## What the task asks
Rewrite the items below as a JSON list of strings, one string per line and no blank lines, starting with the line containing "Presence verification: does any chandelier appear" and continuing through the line containing "573, 243, 640, 305".

— Start —

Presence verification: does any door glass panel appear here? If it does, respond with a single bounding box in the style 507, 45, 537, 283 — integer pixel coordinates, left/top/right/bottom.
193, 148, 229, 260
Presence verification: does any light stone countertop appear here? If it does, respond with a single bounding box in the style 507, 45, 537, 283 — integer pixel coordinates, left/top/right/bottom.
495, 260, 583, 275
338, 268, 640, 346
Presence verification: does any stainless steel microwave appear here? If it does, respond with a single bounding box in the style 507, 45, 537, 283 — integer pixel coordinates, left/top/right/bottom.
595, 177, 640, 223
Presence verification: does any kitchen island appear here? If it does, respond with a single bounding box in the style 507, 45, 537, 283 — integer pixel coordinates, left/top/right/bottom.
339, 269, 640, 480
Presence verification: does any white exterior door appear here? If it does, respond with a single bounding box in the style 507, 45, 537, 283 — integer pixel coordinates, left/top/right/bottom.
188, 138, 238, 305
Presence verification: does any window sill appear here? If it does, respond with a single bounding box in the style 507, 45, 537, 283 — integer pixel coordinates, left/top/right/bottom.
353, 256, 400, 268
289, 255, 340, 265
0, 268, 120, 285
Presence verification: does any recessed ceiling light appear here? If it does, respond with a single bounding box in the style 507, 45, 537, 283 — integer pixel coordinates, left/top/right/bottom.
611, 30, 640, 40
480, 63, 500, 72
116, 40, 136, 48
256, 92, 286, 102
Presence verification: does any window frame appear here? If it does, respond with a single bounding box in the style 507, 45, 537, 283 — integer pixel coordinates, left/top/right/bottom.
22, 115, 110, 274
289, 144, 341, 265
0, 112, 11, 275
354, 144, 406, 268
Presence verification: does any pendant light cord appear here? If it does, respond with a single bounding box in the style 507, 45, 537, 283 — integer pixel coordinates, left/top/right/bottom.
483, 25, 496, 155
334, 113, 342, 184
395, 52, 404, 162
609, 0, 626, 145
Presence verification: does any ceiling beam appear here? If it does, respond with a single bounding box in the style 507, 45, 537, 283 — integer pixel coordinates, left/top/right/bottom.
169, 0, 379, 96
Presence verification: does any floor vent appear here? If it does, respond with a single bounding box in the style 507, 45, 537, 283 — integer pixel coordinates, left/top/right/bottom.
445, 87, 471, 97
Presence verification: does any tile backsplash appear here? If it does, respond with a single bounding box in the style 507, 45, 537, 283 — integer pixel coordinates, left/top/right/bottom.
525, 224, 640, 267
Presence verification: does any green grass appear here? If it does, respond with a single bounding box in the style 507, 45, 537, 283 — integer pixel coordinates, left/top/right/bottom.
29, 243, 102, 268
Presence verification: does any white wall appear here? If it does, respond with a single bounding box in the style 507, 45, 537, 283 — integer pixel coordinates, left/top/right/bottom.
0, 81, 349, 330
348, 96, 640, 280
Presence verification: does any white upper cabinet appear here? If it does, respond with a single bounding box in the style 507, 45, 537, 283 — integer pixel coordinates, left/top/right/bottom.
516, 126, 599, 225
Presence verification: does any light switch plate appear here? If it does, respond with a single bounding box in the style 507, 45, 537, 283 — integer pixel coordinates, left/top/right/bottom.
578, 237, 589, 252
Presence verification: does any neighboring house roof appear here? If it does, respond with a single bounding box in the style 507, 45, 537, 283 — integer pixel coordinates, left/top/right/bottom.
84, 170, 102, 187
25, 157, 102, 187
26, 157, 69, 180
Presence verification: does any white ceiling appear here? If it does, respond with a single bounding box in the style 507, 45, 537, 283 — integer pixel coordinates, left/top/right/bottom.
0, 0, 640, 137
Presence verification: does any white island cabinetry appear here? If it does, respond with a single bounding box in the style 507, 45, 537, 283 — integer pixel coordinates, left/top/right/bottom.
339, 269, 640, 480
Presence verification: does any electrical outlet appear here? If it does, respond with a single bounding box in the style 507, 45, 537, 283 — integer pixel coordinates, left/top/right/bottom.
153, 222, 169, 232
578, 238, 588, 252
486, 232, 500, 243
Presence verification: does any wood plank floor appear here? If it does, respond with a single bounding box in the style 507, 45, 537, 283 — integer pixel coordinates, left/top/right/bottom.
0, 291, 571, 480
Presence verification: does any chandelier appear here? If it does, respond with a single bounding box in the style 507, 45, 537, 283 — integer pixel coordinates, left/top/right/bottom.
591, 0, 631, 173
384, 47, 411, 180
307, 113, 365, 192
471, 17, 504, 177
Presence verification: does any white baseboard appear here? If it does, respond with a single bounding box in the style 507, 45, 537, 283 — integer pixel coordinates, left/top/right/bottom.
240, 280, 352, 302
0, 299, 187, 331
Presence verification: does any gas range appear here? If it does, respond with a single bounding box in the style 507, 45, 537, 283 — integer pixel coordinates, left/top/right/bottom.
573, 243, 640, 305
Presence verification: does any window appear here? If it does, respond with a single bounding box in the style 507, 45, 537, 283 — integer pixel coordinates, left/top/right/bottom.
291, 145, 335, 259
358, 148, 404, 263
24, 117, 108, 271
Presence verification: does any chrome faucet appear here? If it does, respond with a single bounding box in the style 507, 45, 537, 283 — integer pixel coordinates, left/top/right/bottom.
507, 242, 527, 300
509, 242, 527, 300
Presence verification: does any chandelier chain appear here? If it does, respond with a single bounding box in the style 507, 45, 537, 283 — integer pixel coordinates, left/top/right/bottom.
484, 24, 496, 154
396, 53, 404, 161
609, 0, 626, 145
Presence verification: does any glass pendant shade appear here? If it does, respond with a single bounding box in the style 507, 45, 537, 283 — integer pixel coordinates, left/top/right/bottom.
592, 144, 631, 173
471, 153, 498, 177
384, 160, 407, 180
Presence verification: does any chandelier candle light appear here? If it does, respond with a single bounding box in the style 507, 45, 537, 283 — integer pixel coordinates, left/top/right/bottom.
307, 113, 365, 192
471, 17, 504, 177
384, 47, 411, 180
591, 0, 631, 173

— End —
— Start —

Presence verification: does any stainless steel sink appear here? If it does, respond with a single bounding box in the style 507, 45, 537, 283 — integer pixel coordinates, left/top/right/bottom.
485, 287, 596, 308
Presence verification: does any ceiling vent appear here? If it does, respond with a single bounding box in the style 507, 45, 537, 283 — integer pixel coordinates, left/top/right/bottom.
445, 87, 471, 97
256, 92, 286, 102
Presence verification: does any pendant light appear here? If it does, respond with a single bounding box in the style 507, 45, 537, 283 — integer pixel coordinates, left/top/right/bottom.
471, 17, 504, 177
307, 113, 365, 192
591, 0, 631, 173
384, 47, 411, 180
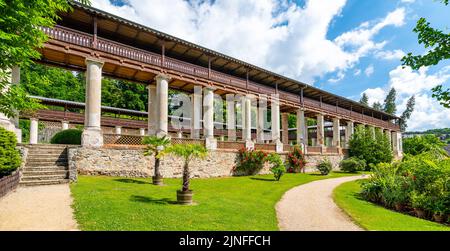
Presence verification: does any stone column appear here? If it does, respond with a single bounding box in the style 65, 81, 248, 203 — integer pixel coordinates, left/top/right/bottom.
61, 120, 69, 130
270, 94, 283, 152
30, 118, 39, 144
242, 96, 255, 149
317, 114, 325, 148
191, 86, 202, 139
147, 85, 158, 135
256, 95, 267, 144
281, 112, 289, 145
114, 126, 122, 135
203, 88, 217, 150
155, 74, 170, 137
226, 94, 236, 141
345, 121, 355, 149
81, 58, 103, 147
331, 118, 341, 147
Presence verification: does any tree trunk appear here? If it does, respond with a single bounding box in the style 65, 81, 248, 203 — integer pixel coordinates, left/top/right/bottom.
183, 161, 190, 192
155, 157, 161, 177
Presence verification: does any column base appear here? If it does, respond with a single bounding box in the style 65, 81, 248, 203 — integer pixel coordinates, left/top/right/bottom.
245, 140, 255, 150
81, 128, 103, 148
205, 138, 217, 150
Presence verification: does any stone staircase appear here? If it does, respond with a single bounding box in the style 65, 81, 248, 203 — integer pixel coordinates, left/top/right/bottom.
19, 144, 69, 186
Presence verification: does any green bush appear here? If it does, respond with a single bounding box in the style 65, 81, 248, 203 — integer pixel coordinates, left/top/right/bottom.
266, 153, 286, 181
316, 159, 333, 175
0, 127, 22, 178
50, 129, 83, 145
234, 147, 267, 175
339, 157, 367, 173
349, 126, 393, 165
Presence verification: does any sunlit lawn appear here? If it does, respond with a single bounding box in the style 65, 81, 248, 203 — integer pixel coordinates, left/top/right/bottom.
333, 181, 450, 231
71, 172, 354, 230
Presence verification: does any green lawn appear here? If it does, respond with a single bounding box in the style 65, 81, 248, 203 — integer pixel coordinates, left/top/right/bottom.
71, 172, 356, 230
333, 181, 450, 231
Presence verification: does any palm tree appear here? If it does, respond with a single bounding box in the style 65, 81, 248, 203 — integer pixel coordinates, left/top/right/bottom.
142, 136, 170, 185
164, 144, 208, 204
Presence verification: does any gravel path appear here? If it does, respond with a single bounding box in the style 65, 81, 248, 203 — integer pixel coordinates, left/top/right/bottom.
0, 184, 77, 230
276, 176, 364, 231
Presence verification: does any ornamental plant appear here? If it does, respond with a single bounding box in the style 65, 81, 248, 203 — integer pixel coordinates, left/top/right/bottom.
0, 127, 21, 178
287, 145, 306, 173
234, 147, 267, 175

— End —

## Task solution
[
  "Presence verification: does any chandelier appear here? If it does, respond with a single bounding box in the style 507, 45, 537, 283 — integer pixel coordinates, left/top/right/bottom.",
  "591, 0, 631, 173",
  "384, 47, 411, 180",
  "307, 113, 365, 192",
  "471, 17, 504, 177",
  "Presence verification: does any white baseboard appear here? If it does, respond with a single bounding box in the style 507, 45, 537, 283 — integer pixel coordinates, left/top/right/bottom.",
  "240, 280, 352, 302",
  "0, 299, 187, 331",
  "Presence verification: does any gas range appear here? If it does, respond with a single bounding box in the style 507, 45, 537, 283 — integer pixel coordinates, left/top/right/bottom.",
  "573, 243, 640, 305"
]